But No Honest Citizen Needs a Gun ... Right?

by Vin Suprynowicz
vin@lvrj.com

Special to TLE

           One of the staple mantras of the gun grabbers -- we're not supposed to think about it (since statistics show it's 99 percent wrong), just chant it until is lulls us into a feeling of sweet repose -- is that "If you own a firearm you're just as likely to have it taken away and used against you."
           Right?
           I guess that's why I took so quickly to a new book which Floyd Coons at Master Shooters Supply handed me the other day. "The Best Defense: True Stories of Intended Victims Who Defended Themselves With a Firearm," is by Robert A. Waters, a retired vocational rehabilitation counselor from Ocala Florida ($14.95 from Cumberland House, 431 Harding Industrial Drive, Nashville 37211.)
           I defy anyone to dismiss these 14 harrowing, true-life accounts, often told in the words of the very crime victims who survived their ordeals due to one common factor: The fact that in America, we have a right to bear arms.
           Take the case of 49-year-old divorcee Sammie Foust of Cape Coral, Fla. "I used to love to open the windows and doors and feel the gulf breezes flowing through my house," Ms. Foust told interviewer Waters. "I got pleasure from watching sailboats pass by in the canal behind my home. Now I sit in a closed-up room. I'm even afraid to answer the door."
           Foust had fallen asleep cleaning house on the evening of May 9, 1996. The bed where she lay was piled with bags of old clothing she'd decided to give away, along with old purses and boxes of odds and ends.
           In her housecleaning, she'd also come across a tiny .25 caliber semiautomatic handgun a friend had long ago insisted she take for self-defense, though Sammie's father had warned her it was too small, advising: "Get a bigger gun. Wounded dogs will bite you. Dead dogs don't bite."
           The magazine of the .25 held four rounds. She'd checked it the night before, snapped the little slide to chamber the top round, and then fallen asleep with the little gun next to her pile of pillows.
           When she heard the blinds rattle in the living room at dawn, she assumed it was her cat returning. But it wasn't. It was three-time prison inmate James Wayne Horne, who had been released for the third time only a few weeks before, after serving slightly more than one year of a 10-year sentence for aggravated assault.
           The robber-assailant rushed into the bedroom and slashed Foust's face with a box-cutter knife.
           She offered him her purse, which he dumped on the bed, finding $400 in bills. He then demanded Foust tell him the location of her jewelry box, which she did. But the man was upset with the cheap quality of the costume jewelry, returning to demand "her diamonds" and to continue viciously slashing and beating her about the face.

** TASK INPUT **
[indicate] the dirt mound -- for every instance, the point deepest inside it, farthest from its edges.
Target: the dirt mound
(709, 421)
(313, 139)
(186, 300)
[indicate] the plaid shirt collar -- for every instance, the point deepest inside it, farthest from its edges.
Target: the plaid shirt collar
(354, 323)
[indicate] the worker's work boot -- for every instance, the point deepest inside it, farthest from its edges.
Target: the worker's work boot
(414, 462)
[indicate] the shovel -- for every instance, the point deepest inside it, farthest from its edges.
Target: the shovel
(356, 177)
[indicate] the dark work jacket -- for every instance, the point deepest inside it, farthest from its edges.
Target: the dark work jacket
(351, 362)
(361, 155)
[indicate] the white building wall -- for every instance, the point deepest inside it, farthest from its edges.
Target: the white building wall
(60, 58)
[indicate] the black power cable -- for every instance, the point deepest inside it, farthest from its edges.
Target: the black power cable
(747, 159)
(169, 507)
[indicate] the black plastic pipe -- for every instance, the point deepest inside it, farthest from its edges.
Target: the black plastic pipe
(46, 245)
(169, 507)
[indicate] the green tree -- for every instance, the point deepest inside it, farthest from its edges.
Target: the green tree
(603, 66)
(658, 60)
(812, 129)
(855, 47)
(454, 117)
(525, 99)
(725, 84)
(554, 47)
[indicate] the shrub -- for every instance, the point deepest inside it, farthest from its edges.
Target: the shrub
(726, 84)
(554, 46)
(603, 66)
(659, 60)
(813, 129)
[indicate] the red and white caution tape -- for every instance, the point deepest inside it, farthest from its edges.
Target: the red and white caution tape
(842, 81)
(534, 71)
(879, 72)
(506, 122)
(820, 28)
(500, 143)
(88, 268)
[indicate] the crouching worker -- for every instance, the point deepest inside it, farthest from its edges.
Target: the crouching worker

--

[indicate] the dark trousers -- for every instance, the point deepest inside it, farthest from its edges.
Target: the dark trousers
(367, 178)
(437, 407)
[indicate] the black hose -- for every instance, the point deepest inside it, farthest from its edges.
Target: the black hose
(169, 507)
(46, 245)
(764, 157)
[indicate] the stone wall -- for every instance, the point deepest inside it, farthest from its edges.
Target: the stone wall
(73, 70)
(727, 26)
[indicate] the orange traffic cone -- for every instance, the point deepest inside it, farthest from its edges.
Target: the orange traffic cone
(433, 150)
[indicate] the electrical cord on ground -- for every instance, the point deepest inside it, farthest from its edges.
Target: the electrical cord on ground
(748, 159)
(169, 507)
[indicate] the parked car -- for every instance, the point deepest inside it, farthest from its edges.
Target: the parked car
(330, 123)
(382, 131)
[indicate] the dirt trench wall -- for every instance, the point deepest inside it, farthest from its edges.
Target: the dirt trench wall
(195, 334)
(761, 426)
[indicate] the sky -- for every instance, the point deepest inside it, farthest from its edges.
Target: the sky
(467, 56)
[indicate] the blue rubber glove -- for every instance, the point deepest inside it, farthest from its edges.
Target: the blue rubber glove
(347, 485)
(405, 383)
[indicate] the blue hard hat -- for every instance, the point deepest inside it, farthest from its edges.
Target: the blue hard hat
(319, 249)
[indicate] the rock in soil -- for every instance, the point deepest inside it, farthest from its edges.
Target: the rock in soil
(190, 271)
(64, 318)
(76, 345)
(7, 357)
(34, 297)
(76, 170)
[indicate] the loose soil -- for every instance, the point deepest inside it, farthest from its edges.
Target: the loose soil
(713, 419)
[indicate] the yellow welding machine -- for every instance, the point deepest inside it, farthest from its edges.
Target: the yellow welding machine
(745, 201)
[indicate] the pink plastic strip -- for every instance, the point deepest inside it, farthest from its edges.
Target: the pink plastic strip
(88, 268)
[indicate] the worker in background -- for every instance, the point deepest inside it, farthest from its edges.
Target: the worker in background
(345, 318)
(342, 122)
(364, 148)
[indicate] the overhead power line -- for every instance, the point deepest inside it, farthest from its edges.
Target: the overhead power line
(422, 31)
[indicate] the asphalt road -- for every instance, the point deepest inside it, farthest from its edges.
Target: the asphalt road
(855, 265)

** WHAT IS ASKED **
a: In the gun column, translate this sentence into Spanish: "Foust had fallen asleep cleaning house on the evening of May 9, 1996."
b: Please pick out every line of the rows that contains the string "plaid". Case counts.

** RESPONSES **
a: Foust se había quedado dormida limpiando la casa la noche del 9 de mayo de 1996.

b:
[indicate] the plaid shirt collar -- for every instance, the point deepest inside it, farthest from its edges.
Target: the plaid shirt collar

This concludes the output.